== Records provided ==
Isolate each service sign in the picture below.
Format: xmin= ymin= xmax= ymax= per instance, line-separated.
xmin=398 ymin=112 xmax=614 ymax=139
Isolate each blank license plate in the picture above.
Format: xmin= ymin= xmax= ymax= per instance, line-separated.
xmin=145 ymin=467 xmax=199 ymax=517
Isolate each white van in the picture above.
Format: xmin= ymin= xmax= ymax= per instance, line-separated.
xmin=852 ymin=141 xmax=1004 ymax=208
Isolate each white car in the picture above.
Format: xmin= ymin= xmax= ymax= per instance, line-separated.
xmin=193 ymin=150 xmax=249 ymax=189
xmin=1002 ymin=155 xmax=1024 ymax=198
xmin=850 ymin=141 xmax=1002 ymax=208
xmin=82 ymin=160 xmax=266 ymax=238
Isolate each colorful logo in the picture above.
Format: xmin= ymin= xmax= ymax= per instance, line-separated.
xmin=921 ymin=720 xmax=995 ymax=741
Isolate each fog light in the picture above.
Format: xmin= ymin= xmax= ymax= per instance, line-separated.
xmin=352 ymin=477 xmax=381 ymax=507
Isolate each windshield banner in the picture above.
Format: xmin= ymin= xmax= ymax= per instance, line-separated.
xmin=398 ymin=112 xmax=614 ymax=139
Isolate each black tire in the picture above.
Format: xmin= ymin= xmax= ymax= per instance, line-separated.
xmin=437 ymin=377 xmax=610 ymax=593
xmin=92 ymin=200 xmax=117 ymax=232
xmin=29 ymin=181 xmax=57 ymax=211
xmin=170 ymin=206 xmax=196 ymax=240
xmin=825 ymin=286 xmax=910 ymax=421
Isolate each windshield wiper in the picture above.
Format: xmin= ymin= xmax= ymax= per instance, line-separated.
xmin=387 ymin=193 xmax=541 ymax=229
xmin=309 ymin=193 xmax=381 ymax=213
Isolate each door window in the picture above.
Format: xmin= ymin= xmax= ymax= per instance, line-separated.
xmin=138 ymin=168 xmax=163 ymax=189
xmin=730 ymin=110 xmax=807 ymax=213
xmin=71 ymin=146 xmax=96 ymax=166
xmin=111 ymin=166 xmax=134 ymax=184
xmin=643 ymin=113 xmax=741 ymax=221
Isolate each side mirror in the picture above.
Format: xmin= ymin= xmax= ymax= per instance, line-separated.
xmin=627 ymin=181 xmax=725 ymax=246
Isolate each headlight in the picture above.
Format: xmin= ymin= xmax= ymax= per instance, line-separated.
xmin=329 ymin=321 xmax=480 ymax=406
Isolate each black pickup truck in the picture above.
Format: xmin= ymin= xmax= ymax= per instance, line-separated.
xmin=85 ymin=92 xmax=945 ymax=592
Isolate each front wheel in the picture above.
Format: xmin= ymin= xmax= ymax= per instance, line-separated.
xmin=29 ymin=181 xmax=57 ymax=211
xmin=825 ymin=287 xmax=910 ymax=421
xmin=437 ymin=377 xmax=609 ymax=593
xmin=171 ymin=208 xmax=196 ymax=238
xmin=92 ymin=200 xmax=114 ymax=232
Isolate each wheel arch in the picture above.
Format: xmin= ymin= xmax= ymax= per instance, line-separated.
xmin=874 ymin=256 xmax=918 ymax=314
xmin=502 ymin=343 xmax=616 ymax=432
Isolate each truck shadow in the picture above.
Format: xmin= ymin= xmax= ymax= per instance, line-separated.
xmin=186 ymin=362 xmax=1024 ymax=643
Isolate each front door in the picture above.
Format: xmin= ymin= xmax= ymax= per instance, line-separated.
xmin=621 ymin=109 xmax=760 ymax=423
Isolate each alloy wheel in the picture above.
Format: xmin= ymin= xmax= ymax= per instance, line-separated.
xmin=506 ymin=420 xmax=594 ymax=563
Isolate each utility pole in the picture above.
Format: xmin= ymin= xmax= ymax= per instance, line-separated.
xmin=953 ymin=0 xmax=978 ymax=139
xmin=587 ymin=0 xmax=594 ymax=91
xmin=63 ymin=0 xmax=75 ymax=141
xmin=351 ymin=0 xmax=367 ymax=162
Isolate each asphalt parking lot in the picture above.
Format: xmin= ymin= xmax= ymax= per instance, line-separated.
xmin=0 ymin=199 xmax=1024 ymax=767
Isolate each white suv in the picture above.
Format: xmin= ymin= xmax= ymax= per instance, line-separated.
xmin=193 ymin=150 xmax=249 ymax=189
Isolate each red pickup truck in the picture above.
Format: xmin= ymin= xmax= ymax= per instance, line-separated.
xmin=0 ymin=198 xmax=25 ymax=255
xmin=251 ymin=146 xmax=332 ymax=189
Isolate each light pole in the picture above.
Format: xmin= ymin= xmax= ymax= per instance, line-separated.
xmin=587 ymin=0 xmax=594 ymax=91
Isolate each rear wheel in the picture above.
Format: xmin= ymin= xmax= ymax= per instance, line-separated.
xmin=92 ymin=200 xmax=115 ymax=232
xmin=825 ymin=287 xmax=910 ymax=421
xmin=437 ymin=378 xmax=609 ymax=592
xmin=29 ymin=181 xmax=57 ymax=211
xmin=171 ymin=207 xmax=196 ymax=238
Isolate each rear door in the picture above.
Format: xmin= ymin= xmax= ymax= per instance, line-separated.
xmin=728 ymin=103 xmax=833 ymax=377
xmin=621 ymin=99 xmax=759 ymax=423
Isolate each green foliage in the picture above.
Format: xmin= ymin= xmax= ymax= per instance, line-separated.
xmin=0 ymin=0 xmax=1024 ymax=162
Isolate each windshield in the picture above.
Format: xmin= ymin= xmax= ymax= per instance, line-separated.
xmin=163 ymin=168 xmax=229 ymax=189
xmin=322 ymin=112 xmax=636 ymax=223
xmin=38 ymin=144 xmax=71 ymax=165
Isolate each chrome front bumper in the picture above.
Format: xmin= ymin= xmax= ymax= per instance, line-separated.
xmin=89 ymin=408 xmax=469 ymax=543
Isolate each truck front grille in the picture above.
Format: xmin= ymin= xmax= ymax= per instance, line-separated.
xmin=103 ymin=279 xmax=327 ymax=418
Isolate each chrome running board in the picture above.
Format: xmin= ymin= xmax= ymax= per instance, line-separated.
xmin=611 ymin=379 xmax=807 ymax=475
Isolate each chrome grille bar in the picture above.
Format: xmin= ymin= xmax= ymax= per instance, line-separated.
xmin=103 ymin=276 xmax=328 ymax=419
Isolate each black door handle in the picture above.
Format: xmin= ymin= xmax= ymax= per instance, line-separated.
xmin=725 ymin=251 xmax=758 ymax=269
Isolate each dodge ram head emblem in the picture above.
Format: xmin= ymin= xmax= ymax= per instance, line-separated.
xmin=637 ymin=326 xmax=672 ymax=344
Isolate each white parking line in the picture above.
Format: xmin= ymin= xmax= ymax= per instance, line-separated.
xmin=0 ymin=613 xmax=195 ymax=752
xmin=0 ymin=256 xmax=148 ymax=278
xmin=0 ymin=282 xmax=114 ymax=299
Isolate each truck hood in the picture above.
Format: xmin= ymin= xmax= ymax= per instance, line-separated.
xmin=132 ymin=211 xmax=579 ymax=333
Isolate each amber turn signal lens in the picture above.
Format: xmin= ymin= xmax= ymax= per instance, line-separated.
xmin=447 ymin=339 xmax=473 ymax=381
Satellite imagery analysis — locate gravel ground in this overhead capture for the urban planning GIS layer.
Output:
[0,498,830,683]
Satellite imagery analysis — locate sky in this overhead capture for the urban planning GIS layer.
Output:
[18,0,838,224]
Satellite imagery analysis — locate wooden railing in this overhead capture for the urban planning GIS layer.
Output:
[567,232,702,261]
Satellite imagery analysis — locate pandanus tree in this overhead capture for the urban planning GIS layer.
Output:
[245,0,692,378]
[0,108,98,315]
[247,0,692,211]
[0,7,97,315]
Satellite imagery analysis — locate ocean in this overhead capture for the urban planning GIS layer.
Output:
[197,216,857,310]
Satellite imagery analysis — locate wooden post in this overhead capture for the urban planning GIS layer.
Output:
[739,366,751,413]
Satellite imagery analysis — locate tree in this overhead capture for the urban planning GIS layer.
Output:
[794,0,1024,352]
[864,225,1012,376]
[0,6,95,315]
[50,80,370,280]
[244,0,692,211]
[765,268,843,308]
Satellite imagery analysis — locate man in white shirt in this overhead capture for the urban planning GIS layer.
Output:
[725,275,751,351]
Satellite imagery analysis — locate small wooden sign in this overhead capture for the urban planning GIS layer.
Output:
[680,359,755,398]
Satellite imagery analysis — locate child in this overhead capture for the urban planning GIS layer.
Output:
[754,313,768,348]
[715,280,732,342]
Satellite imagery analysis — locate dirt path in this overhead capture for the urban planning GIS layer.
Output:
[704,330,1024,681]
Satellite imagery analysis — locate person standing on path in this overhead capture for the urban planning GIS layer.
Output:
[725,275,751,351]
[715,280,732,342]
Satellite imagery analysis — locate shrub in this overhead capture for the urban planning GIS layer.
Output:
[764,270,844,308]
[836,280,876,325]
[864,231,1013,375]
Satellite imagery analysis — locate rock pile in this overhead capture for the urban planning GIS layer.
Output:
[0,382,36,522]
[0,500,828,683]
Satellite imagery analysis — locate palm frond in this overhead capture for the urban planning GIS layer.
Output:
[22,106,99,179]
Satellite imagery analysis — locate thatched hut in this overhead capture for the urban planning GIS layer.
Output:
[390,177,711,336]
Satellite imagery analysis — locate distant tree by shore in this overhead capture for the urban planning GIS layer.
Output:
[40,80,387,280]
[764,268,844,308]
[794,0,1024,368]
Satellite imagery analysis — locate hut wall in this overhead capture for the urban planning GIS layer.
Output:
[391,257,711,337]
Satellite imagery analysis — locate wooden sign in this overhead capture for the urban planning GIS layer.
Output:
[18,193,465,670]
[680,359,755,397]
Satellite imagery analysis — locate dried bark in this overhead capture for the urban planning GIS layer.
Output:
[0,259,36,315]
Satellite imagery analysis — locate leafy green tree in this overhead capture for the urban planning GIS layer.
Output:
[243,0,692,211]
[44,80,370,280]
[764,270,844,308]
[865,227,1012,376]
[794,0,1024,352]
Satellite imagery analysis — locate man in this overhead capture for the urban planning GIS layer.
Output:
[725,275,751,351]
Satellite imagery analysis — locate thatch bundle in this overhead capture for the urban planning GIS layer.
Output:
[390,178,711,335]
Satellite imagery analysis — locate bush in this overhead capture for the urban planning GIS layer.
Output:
===
Brief:
Can you put the lines into a numbered list, starting with the line that contains "Isolate each red" and going on through the line that contains "xmin=251 ymin=146 xmax=332 ymax=189", with any blank lines left out?

Exercise output:
1. Isolate each red pickup truck in the picture above.
2. Format: xmin= ymin= xmax= ymax= per instance, line-separated.
3. xmin=0 ymin=198 xmax=25 ymax=255
4. xmin=251 ymin=146 xmax=332 ymax=189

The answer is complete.